Top of Records for this exercise
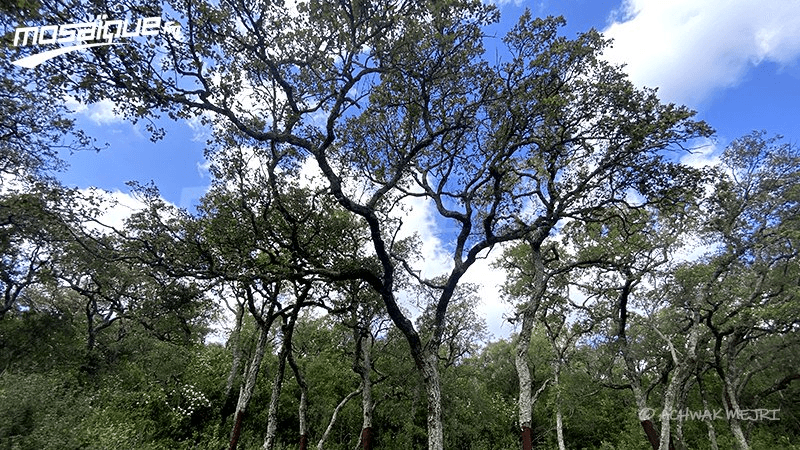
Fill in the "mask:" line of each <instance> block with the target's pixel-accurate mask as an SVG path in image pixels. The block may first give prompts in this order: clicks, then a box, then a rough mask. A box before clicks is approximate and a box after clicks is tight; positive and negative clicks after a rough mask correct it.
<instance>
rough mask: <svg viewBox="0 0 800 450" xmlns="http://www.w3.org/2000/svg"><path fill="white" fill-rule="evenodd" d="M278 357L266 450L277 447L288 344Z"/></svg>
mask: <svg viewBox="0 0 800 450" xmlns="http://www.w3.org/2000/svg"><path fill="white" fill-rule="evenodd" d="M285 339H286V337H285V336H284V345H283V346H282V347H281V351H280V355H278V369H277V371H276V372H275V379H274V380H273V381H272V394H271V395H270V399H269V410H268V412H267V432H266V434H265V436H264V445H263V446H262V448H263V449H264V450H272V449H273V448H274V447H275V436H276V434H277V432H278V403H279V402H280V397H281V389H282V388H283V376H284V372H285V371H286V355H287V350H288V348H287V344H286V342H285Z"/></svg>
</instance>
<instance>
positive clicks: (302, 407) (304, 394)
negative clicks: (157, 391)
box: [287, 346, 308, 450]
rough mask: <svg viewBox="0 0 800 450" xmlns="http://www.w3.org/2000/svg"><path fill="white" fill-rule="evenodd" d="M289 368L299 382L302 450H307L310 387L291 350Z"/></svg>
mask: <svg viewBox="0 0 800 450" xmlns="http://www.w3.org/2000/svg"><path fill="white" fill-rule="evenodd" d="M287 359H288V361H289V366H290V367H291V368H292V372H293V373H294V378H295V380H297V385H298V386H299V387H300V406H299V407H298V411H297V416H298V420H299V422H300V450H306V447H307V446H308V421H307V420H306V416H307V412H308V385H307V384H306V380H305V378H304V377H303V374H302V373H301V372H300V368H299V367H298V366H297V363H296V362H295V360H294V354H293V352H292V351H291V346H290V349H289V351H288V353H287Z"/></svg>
Bottom of Records for this exercise
**Your assignment**
Among the records above, find each line holding "positive" and list it.

**Exercise answer**
Fill in the "mask:" line of each <instance> block with the target's pixel-accurate mask as an SVG path in image pixels. The block may first give prompts in this order: clicks, then a box, then a rough mask. A box before clicks is approximate and a box after clicks is tight; positive and negative clicks after a rough mask correct it.
positive clicks: (302, 407) (304, 394)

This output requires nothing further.